**PROBLEM REQUIREMENTS:**
Can you repeat the material from the line containing "# point: blurred background" through the end of the material, inclusive, changing "sunset glow" to "evening glow" and leaving everything else the same?

* BEGIN SOURCE MATERIAL *

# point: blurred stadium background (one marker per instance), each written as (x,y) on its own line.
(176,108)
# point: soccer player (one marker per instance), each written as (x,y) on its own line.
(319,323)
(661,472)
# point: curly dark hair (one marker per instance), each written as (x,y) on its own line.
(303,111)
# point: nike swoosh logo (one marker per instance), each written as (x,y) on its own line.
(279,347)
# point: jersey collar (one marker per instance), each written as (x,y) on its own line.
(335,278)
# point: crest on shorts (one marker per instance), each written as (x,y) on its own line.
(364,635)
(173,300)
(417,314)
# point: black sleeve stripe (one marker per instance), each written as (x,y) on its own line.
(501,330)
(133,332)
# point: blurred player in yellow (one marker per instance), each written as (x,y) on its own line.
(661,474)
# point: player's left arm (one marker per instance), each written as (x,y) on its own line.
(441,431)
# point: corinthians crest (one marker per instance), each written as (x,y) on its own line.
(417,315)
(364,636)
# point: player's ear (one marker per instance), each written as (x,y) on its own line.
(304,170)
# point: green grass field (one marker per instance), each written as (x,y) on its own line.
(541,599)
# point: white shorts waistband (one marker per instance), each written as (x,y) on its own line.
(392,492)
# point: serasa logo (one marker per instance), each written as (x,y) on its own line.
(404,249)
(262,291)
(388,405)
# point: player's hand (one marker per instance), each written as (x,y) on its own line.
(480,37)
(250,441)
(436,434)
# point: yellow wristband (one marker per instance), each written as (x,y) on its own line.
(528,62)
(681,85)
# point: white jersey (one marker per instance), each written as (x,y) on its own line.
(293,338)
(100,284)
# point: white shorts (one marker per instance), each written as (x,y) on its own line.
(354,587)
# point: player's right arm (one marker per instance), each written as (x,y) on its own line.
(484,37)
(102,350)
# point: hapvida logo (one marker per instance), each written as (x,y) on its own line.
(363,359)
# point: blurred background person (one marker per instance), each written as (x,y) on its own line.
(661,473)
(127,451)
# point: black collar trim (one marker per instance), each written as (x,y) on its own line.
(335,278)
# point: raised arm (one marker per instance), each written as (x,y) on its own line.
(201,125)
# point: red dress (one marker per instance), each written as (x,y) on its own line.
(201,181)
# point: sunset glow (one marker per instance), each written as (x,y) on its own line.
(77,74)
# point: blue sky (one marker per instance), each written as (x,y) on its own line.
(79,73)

* END SOURCE MATERIAL *

**OUTPUT OF THE TASK:**
# point: blurred background person (one marker per instance), each written as (x,y) on its own line.
(661,473)
(127,451)
# point: black collar trim (one marker per instance), each written as (x,y) on its own line.
(335,278)
# point: raised arm (one marker per instance), each written as (x,y) on its own line.
(201,125)
# point: red dress (one marker per instance), each written as (x,y) on its own line.
(201,181)
# point: evening glow (one marker per instance), each written as (x,y) on its own line.
(77,74)
# point: blue sky (one marker per instance), each written as (x,y) on its own line.
(79,73)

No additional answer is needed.